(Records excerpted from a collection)

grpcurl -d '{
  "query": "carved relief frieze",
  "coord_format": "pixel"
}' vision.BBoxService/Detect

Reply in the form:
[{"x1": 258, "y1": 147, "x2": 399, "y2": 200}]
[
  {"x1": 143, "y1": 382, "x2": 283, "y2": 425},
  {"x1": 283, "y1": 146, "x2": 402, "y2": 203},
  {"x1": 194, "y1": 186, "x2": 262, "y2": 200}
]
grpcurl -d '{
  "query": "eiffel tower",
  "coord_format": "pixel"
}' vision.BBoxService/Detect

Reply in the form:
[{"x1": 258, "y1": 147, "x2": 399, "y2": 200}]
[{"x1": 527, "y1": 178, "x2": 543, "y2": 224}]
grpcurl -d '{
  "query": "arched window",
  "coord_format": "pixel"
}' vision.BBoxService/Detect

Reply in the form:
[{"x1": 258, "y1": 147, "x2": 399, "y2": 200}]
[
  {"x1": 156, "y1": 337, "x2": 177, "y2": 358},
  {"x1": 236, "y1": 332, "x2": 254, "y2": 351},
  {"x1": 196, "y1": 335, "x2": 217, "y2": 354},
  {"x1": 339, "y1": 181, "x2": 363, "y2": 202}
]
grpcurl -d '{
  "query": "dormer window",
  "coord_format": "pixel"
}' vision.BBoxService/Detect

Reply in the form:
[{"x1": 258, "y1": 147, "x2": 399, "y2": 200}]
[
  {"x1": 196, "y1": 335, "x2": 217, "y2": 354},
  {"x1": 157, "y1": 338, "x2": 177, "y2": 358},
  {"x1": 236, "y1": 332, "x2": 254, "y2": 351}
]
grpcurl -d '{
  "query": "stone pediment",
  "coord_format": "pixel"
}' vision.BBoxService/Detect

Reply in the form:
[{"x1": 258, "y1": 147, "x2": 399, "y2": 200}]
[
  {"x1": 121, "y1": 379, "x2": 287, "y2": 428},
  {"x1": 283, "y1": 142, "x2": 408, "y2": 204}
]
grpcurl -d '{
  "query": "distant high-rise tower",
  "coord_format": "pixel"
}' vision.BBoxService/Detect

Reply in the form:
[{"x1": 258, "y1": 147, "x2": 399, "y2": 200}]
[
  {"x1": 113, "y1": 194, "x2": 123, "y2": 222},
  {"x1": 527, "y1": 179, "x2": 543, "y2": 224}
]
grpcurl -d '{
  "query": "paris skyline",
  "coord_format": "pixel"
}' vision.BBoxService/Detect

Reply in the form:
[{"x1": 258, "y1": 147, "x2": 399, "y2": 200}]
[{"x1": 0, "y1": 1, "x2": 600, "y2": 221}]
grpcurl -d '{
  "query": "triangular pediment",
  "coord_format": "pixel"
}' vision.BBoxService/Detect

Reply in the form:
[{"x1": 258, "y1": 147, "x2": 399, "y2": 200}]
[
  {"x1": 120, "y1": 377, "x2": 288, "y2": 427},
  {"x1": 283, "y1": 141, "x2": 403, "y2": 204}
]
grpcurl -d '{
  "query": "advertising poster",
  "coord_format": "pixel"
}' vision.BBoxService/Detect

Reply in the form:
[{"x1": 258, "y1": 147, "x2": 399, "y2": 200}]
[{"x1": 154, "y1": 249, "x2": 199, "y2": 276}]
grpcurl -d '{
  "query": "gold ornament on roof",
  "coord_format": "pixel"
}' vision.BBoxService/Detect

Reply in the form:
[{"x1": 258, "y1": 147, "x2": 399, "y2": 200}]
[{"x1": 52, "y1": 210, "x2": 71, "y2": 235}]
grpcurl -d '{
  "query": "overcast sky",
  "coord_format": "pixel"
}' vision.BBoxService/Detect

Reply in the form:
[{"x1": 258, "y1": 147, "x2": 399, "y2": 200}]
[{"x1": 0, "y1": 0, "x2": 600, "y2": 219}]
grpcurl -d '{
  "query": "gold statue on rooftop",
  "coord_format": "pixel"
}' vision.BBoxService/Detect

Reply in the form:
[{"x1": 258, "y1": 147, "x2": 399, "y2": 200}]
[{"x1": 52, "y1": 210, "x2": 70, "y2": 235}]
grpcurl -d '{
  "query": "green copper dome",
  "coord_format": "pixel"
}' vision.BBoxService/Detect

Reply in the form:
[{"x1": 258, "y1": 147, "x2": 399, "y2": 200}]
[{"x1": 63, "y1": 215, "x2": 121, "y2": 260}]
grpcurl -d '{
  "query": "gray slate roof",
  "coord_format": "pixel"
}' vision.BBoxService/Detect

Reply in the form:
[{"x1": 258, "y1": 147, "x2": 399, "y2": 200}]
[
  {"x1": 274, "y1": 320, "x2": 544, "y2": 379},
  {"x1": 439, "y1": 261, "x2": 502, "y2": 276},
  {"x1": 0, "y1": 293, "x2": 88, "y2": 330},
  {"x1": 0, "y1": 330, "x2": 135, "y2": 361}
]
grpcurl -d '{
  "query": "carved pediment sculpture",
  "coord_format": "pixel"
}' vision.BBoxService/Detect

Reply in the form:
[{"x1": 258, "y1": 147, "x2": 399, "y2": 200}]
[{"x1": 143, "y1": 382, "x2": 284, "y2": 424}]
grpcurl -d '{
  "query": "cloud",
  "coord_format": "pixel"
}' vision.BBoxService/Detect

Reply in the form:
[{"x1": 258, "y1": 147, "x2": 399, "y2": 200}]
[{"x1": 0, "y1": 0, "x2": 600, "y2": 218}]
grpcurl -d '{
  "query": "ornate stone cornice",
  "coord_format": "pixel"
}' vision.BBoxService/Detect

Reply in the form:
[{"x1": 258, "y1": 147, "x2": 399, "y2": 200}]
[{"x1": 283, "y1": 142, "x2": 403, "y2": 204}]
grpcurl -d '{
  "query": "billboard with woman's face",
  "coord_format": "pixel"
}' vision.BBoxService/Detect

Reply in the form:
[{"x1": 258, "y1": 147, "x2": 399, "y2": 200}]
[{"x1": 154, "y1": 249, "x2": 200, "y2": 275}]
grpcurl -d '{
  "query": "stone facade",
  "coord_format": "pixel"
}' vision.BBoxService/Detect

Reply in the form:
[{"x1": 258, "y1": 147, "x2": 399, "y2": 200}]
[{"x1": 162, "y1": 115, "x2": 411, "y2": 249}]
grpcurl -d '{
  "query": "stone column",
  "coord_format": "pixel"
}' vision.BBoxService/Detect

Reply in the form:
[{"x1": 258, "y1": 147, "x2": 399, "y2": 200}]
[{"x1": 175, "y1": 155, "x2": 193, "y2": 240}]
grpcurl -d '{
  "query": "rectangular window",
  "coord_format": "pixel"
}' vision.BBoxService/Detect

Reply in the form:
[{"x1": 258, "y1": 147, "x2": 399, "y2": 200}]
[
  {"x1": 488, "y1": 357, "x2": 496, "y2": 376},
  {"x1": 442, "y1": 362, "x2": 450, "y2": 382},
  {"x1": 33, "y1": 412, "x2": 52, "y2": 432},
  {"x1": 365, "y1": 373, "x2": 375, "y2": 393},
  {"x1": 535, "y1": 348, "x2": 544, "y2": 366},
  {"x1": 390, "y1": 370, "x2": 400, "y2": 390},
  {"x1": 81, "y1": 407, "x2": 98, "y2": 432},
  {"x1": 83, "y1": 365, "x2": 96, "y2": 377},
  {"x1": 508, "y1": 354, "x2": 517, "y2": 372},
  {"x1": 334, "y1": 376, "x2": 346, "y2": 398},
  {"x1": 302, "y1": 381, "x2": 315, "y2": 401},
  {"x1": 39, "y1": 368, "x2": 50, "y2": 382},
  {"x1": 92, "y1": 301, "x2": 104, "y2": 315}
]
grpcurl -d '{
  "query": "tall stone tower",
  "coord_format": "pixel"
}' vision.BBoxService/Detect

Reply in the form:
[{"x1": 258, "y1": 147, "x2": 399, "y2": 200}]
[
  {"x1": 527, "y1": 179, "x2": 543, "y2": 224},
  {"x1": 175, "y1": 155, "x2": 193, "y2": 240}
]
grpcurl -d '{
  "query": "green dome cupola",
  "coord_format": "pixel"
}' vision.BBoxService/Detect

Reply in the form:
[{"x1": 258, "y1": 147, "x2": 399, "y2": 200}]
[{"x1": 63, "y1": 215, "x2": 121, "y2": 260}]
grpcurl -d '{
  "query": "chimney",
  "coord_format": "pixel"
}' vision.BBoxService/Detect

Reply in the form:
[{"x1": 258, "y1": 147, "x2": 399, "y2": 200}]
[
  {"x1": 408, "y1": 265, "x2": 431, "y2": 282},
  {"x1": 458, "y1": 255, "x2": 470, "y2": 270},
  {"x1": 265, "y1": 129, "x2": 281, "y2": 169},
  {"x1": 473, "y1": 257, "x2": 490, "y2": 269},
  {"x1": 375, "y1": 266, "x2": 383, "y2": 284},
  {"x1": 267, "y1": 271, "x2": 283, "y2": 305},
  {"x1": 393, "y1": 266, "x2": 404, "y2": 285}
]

* [SHORT PROBLEM]
How many lines in the records above contain the string "dome"? Reply with the number alone.

* [COMPLETE ANSWER]
2